━━━ Input records

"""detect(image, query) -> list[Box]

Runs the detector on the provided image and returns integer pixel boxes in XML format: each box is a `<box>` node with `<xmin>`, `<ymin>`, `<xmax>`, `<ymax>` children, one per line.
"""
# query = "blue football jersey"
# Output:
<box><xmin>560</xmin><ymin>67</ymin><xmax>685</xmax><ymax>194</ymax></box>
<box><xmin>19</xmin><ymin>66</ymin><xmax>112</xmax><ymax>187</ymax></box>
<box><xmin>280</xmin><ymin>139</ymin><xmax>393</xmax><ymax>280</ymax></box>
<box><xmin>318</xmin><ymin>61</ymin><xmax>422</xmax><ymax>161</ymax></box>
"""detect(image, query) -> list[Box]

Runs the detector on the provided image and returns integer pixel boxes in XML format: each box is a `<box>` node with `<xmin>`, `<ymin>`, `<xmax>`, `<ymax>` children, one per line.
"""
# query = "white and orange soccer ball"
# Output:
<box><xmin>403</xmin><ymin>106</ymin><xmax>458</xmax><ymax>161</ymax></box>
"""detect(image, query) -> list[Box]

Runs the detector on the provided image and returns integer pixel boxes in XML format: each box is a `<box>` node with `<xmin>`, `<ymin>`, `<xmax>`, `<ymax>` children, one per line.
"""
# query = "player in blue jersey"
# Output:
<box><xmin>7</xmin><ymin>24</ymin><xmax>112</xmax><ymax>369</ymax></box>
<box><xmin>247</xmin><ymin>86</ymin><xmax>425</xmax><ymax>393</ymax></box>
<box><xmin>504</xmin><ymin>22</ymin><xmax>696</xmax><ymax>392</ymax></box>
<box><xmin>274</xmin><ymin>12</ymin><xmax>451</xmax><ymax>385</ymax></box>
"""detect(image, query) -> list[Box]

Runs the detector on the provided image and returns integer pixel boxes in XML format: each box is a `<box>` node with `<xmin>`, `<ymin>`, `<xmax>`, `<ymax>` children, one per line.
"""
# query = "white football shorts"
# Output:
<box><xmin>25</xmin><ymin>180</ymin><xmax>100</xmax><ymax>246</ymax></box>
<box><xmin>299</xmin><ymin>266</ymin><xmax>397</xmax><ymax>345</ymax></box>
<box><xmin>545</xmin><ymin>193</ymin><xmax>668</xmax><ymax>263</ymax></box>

━━━━━━
━━━ Input records

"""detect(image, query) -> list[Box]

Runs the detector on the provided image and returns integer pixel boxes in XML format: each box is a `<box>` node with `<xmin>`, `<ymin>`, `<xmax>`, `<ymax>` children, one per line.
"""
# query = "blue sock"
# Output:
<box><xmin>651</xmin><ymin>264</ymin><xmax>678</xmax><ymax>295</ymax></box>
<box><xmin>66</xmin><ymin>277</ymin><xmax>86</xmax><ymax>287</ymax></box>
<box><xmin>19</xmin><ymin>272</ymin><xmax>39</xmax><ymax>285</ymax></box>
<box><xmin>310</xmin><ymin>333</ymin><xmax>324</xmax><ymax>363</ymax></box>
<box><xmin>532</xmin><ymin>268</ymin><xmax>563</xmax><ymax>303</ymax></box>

━━━━━━
━━━ Input records

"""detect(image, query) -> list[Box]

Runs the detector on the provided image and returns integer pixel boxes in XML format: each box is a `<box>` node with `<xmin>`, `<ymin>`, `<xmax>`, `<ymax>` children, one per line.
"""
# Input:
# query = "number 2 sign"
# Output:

━━━━━━

Find every line above that contains the word "blue", and return each one.

# query = "blue football jersey"
# query = "player in blue jersey"
# query = "blue sock"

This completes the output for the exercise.